╭──
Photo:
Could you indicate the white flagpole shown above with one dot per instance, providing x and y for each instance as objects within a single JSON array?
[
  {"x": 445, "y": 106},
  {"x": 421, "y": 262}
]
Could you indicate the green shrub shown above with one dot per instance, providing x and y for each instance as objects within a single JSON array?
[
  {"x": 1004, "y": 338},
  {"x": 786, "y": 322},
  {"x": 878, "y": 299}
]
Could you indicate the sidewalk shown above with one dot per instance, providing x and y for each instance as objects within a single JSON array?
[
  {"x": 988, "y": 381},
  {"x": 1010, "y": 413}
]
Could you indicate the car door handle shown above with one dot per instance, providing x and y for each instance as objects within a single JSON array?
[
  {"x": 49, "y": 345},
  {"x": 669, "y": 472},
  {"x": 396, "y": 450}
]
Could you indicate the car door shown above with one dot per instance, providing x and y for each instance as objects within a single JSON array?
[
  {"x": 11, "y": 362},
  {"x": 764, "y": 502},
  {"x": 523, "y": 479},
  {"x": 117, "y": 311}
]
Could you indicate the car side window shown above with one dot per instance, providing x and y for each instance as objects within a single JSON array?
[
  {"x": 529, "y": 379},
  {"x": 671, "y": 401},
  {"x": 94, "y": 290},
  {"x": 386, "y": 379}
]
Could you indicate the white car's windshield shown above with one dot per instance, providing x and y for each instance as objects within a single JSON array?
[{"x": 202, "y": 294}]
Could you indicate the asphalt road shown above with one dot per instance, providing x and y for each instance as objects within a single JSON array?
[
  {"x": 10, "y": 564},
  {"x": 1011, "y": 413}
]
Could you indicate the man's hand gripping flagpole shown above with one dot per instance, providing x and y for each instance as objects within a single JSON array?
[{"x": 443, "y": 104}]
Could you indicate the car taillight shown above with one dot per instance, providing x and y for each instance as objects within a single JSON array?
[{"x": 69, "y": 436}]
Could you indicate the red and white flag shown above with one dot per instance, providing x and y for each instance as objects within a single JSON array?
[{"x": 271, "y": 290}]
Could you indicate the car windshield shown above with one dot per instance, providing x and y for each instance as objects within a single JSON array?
╰──
— Your instructions —
Set down each record above without changing a single word.

— Result of the task —
Photo:
Could you indicate the white flagpole shown above with one dot per instance, providing x and y for each instance as objects within a single JSON array?
[
  {"x": 445, "y": 106},
  {"x": 421, "y": 262}
]
Could you indicate the green shrub shown above with one dot per instance, providing x and y for each instance as objects within a single JSON array?
[
  {"x": 1004, "y": 338},
  {"x": 786, "y": 322},
  {"x": 878, "y": 299}
]
Could you indicate the sidewalk shown above with one dot per instance, providing x and y for each instance as objects within a single JSON array?
[
  {"x": 988, "y": 381},
  {"x": 1010, "y": 413}
]
Could you indicate the car door handle shown above with one dot per instance, providing x and y for each instance as objects within a single JSON array?
[
  {"x": 49, "y": 345},
  {"x": 669, "y": 472},
  {"x": 396, "y": 450}
]
Could you indicate the car door shown above with one dot per instance, providing x and y for each instance as objects within a single JSON array?
[
  {"x": 11, "y": 362},
  {"x": 764, "y": 502},
  {"x": 523, "y": 479},
  {"x": 117, "y": 311}
]
Could you indicate the car side window shown above with one dot per instance, providing x and y for each instance as objects within a single JSON array?
[
  {"x": 529, "y": 379},
  {"x": 671, "y": 401},
  {"x": 94, "y": 290},
  {"x": 386, "y": 379}
]
Could you indicate the white car's windshield shown above with one dot per instance, providing x and y for each instance as objects within a single JSON array?
[{"x": 202, "y": 294}]
Could you indicate the asphalt road shown above with one dot per instance, providing x and y for each instance as objects within a single JSON array?
[
  {"x": 10, "y": 564},
  {"x": 1011, "y": 413}
]
Could you indicate the man's hand gripping flagpole shown above with one dot per instance, providing x and y for each instance as objects within a single JSON array?
[{"x": 443, "y": 104}]
Could you indicate the car taillight shown above with one dot per instance, providing x and y for each instance as objects within a single JSON array?
[{"x": 69, "y": 436}]
Could you indicate the red and white flag shown above with one dot per instance, providing x and y for each instance as objects within a single JSON array?
[{"x": 271, "y": 290}]
Could you indicate the car windshield shown above with one dot per instance, providing x and y for each instance as objects within a single JSON array?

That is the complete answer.